### Items
########
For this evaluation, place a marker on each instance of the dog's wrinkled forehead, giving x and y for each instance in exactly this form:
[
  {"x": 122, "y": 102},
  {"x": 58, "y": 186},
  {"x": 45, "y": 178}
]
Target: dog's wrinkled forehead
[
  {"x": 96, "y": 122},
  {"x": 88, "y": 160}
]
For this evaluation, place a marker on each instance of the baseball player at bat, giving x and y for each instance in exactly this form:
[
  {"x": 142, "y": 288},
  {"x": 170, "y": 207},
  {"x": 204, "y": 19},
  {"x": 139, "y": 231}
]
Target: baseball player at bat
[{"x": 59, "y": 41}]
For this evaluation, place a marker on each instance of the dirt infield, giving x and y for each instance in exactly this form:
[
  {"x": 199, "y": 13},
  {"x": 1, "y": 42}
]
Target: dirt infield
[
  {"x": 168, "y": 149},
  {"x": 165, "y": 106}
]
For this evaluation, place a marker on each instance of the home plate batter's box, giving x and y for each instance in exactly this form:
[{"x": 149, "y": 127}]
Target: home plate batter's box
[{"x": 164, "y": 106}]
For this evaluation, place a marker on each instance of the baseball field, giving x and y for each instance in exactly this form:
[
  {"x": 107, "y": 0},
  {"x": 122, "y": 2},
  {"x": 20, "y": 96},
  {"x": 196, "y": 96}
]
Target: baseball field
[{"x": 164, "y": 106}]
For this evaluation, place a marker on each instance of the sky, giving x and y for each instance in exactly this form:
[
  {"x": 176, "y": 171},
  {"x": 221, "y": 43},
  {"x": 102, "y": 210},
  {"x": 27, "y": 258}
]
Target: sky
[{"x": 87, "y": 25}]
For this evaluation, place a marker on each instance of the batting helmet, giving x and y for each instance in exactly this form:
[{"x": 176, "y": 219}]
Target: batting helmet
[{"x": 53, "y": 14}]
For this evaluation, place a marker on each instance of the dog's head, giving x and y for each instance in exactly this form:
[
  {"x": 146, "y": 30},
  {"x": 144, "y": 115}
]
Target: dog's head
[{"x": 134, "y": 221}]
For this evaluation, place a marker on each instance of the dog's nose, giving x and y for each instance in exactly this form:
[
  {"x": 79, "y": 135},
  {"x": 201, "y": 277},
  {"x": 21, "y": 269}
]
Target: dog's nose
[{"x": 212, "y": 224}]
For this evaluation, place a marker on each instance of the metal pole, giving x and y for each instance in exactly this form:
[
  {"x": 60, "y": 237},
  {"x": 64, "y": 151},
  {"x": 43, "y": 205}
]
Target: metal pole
########
### Your instructions
Copy every one of the items above word for word, keeping each line as it stands.

### Exercise result
For this evaluation, place a marker on each instance of the dog's wrinkled forehead, giving x and y for each instance in exactly this form:
[
  {"x": 122, "y": 102},
  {"x": 58, "y": 186},
  {"x": 45, "y": 178}
]
Target: dog's wrinkled forehead
[
  {"x": 96, "y": 122},
  {"x": 88, "y": 160}
]
For this evaluation, place a marker on each instance of the baseball player at bat, giving x and y for each instance in exactly this form:
[
  {"x": 142, "y": 288},
  {"x": 170, "y": 207},
  {"x": 204, "y": 19},
  {"x": 139, "y": 231}
]
Target: baseball player at bat
[{"x": 59, "y": 41}]
For this evaluation, place a marker on each instance of the dirt infield, giving x and y for each instance in exactly this form:
[
  {"x": 199, "y": 13},
  {"x": 1, "y": 42}
]
Target: dirt infield
[
  {"x": 168, "y": 149},
  {"x": 165, "y": 106}
]
For this evaluation, place a marker on each instance of the home plate batter's box, giving x and y for each instance in exactly this form:
[{"x": 149, "y": 127}]
Target: home plate batter's box
[{"x": 164, "y": 106}]
For this evaluation, place a marker on each instance of the baseball field, giving x and y for each instance in exactly this form:
[
  {"x": 107, "y": 0},
  {"x": 122, "y": 2},
  {"x": 20, "y": 96},
  {"x": 196, "y": 96}
]
Target: baseball field
[{"x": 164, "y": 106}]
For this evaluation, place a marker on each instance of the sky, giving x and y for each instance in exactly this form:
[
  {"x": 176, "y": 171},
  {"x": 221, "y": 43},
  {"x": 102, "y": 210},
  {"x": 27, "y": 258}
]
Target: sky
[{"x": 87, "y": 25}]
For this evaluation, place a marker on each instance of the batting helmet, giving x and y for each instance in exactly this form:
[{"x": 176, "y": 219}]
Target: batting helmet
[{"x": 53, "y": 14}]
For this evaluation, place a marker on each instance of the dog's head, giving x and y for each instance in exactly this form:
[
  {"x": 146, "y": 30},
  {"x": 144, "y": 115}
]
Target: dog's head
[{"x": 134, "y": 221}]
For this evaluation, place a marker on each instance of the dog's nose, giving x and y for each instance in exactly this form:
[
  {"x": 79, "y": 135},
  {"x": 201, "y": 277},
  {"x": 21, "y": 269}
]
Target: dog's nose
[{"x": 212, "y": 224}]
For this evaluation, place a marker on each instance of the metal pole, giving x and y for each instance in exactly this form:
[
  {"x": 60, "y": 237},
  {"x": 64, "y": 151},
  {"x": 43, "y": 205}
]
Target: metal pole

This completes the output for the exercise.